◆ YOUR TASK ◆
In the material below, repeat only the lines from the one that holds "Task: Where can the meadow" through the final line, exactly as they stand.

-------- DATASET RECORDS --------

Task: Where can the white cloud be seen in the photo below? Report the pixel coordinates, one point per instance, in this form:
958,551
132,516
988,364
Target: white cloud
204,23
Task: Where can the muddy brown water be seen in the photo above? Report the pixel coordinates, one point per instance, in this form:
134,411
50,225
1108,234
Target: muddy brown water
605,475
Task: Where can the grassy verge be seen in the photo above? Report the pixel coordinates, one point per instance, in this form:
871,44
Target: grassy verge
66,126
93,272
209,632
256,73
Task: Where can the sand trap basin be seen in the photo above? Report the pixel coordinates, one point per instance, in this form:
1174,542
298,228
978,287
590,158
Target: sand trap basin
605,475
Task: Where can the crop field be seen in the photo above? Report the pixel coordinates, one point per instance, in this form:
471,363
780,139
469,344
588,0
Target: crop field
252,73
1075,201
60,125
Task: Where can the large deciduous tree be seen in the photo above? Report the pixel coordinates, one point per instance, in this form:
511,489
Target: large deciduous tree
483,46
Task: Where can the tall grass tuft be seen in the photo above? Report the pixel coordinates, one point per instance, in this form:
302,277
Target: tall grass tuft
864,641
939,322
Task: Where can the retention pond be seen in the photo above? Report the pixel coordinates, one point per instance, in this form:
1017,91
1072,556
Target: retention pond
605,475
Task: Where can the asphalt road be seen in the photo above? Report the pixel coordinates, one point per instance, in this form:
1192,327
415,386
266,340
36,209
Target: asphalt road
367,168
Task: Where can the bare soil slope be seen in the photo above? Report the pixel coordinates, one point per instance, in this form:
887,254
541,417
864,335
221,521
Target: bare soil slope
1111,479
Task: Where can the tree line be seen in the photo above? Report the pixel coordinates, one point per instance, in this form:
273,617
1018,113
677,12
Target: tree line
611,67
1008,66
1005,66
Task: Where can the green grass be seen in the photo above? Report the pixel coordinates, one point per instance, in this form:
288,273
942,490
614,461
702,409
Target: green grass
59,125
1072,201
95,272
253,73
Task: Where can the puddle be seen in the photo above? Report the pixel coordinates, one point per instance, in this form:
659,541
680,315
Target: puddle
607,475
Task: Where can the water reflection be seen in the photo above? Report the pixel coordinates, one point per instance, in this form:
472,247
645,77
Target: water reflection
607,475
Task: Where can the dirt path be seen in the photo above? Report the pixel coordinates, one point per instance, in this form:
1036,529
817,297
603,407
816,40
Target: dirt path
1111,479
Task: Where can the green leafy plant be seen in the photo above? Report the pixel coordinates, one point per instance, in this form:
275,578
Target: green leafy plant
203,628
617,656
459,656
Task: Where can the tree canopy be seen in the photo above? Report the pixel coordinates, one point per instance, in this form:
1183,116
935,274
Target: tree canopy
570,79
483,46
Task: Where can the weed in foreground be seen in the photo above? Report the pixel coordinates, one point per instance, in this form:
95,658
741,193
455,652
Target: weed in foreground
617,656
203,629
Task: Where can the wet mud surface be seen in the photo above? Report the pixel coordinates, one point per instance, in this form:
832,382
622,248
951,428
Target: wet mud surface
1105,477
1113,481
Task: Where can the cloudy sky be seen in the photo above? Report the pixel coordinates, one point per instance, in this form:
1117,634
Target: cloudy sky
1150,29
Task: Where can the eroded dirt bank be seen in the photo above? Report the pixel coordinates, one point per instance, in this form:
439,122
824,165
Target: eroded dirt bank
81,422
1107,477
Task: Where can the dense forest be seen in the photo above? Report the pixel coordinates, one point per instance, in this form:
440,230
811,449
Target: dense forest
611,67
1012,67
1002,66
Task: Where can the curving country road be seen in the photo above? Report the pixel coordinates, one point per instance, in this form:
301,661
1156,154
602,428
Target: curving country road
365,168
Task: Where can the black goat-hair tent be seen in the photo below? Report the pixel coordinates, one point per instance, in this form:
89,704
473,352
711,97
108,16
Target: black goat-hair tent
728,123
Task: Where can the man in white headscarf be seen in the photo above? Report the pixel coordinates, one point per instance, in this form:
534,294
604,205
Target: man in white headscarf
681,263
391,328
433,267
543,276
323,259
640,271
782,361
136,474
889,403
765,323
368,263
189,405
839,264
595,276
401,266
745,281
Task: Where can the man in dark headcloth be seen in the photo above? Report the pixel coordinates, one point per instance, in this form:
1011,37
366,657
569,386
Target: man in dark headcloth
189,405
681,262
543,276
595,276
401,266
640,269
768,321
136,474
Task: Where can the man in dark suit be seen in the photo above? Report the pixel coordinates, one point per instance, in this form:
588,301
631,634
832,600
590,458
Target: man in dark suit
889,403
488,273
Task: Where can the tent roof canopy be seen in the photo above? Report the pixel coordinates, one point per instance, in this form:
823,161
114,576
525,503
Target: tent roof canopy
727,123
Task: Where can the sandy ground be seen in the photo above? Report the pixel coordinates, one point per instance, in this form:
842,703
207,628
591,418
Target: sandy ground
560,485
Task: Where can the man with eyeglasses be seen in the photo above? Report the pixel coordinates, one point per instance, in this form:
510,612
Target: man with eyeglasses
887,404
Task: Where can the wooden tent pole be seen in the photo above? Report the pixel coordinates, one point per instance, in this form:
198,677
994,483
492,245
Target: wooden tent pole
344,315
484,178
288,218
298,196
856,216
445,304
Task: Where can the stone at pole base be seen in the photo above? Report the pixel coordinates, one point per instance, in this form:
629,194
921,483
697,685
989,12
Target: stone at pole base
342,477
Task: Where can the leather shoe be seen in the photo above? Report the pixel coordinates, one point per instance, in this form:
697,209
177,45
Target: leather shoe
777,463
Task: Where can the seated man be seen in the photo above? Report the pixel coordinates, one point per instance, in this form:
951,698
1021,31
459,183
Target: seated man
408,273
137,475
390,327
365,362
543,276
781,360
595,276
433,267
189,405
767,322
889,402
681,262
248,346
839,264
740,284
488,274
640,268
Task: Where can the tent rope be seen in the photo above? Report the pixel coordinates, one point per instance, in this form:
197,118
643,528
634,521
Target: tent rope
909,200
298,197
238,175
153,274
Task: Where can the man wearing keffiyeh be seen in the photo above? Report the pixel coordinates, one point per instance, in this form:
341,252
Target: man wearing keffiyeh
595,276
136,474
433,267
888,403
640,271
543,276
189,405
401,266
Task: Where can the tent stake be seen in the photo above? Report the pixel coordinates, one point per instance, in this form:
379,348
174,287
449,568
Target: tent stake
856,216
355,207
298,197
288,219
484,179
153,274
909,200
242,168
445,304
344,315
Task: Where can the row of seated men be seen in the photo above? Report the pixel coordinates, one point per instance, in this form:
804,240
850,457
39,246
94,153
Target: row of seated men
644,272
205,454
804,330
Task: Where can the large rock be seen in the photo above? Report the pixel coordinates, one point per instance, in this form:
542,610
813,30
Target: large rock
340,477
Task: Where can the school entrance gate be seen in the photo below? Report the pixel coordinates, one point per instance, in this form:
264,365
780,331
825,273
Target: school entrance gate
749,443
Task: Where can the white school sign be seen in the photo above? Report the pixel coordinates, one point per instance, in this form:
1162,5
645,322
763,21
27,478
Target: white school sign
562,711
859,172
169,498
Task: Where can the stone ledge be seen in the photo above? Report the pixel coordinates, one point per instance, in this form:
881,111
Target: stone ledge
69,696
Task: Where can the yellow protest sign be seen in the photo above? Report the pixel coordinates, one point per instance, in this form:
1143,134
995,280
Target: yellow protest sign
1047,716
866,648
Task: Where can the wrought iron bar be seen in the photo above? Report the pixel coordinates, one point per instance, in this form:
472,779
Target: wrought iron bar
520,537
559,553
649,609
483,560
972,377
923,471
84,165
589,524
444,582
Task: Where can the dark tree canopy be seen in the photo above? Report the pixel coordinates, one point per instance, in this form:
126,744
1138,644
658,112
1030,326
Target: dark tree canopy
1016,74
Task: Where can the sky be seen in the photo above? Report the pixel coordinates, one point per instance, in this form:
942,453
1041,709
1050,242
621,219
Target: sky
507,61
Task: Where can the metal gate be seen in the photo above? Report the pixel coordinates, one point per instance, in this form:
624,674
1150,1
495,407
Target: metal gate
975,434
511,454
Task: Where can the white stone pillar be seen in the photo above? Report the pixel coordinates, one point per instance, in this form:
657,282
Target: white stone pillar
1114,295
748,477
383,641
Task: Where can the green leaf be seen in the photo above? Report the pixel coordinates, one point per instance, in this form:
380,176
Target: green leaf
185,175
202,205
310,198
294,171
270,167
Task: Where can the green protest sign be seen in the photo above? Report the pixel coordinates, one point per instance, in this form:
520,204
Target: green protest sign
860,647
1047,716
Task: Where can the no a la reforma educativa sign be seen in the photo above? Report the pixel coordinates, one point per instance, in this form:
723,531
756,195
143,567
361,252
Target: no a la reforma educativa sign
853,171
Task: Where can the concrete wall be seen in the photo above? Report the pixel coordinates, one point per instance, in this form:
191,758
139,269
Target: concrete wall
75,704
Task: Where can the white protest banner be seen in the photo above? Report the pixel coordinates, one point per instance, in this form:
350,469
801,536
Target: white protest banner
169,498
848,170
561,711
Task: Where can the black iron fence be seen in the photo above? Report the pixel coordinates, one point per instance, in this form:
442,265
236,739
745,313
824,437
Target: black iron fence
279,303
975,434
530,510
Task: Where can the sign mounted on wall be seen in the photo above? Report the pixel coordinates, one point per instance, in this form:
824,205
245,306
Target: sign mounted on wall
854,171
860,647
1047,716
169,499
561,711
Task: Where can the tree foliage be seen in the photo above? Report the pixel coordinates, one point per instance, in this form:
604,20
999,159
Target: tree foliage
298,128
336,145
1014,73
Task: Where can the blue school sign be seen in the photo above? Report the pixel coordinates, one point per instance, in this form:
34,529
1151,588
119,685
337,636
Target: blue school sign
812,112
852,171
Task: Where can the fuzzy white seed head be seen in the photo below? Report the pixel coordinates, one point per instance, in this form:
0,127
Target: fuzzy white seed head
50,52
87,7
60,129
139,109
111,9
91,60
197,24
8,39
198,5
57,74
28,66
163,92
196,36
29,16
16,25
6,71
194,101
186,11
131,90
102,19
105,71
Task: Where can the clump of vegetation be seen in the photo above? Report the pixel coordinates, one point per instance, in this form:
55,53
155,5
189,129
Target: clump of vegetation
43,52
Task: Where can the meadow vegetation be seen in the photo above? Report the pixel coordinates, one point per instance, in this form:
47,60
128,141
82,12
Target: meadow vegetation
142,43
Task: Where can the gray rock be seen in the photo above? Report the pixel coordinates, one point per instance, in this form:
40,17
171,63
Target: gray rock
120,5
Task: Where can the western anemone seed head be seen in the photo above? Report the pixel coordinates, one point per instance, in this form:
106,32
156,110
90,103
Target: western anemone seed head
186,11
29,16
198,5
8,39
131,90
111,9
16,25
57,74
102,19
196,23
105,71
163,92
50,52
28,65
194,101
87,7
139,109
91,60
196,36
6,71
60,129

--------

◆ EXERCISE RESULT ◆
Task: Where can the meadow vegetation be seen in the photo above? Report the pixel coordinates, one point per instance, in this form:
47,60
128,141
82,12
Target: meadow vegetation
142,43
Task: Where can the gray rock be seen in the photo above? Report the pixel coordinates, one point per instance, in this form:
40,17
171,63
Target: gray rock
120,5
Task: Where can the western anemone seed head be seen in the photo above? Report the pixel coordinates, one point per instance, in this form:
106,32
156,110
90,103
Target: western anemone seed head
186,11
29,16
198,5
8,39
131,90
111,9
16,25
57,74
102,19
196,23
105,71
163,92
50,52
28,65
194,101
87,7
139,109
91,60
196,36
6,71
60,129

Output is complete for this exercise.